What you have to do
Word for word, retype every line of the data.

Data to use
---------------
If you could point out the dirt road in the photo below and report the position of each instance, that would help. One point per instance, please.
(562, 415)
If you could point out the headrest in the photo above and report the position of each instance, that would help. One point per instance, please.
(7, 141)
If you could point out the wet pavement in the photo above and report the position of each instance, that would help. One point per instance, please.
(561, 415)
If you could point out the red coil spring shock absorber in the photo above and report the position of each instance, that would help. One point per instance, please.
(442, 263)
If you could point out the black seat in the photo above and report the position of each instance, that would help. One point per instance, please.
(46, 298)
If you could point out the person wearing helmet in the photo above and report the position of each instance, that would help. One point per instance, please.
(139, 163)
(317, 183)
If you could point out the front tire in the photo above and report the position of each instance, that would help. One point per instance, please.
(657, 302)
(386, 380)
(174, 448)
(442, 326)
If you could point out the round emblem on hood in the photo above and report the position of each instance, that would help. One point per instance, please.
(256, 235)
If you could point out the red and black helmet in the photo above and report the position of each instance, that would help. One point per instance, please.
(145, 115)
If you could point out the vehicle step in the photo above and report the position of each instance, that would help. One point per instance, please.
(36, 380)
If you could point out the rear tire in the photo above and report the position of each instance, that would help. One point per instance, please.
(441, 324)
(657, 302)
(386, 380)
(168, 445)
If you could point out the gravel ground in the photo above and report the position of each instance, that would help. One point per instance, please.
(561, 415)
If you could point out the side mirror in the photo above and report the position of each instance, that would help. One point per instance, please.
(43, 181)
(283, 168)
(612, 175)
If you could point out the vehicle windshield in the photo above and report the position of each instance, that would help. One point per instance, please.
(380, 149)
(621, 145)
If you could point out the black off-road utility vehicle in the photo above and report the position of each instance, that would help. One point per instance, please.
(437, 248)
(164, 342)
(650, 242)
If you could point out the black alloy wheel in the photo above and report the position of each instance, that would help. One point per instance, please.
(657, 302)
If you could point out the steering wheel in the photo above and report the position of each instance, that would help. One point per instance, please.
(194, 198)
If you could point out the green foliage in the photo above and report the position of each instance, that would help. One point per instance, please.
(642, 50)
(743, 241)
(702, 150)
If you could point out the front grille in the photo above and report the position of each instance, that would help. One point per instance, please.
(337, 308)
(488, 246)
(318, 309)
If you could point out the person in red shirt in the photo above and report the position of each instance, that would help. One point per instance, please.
---------------
Solution to this problem
If you could point out the dirt road in the photo below and report the position of each instance, that would help. One point per instance, please.
(562, 415)
If you could point out the headrest in the photo above and report the position of each instance, that would help. One point per instance, please.
(7, 141)
If you could point out the wet pavement in the photo above and report the position of each instance, that would help. One point per instance, please.
(561, 415)
If you could point out the red coil spring shock absorber in the photo above and report the position of each instance, that would help. One point per instance, please.
(442, 263)
If you could point out the black seat in the photo above and report the position of each instance, that would help. One point per instance, please.
(46, 298)
If you could point out the person wearing helmet in the photo above and report the position of each instance, that would help. One point per instance, please.
(139, 163)
(317, 183)
If you could point out the front tire in the photo above and report the position of each instance, that would help. One point per instance, please.
(657, 302)
(386, 380)
(174, 448)
(442, 326)
If you could point out the round emblem on hood in the photo above and report the position of each instance, that would help. One point per instance, please.
(256, 235)
If you could point out the red and black helmet in the photo above and report the position of each instance, that would help. One point per instance, please.
(145, 115)
If you could point out the vehicle step in the photo above and report the position of each instance, that would help. One point per instance, please.
(36, 380)
If you could point out the rear tire in the photo above and report the position of each instance, that would help. One point per instance, please.
(441, 324)
(657, 302)
(386, 380)
(168, 445)
If you could point out the gravel ground in the photo above and report the position of each instance, that would help. One point per instance, please.
(561, 415)
If you could point out the side mirror in the photo above and report the position of each instance, that would help. One point per instance, please.
(43, 181)
(283, 168)
(612, 175)
If you could point out the vehicle windshield in the photo above and report the position of each instance, that would help. One point per instance, please.
(380, 149)
(621, 145)
If you could point out the black off-road utility vehicle in the photo above and report the position of each instance, that would help. One point per instance, please.
(437, 248)
(164, 342)
(650, 242)
If you could point out the black alloy wheel in the photo above and report the position of each instance, that would help. One point per instance, please.
(657, 302)
If you could point out the steering wheel in the photo above and report the position of each instance, that would help. One point per instance, please.
(194, 198)
If you could point out the green foliage in the photo above and report the position of each instance, that would help. One point per instance, please.
(642, 50)
(743, 241)
(702, 150)
If you could point out the front grille in the photo above and report the position of each instance, that would help. One point per instance, please.
(337, 308)
(488, 246)
(318, 309)
If you could point out the person in red shirt in the photo above and report the position of each instance, that would help. One point per instance, please.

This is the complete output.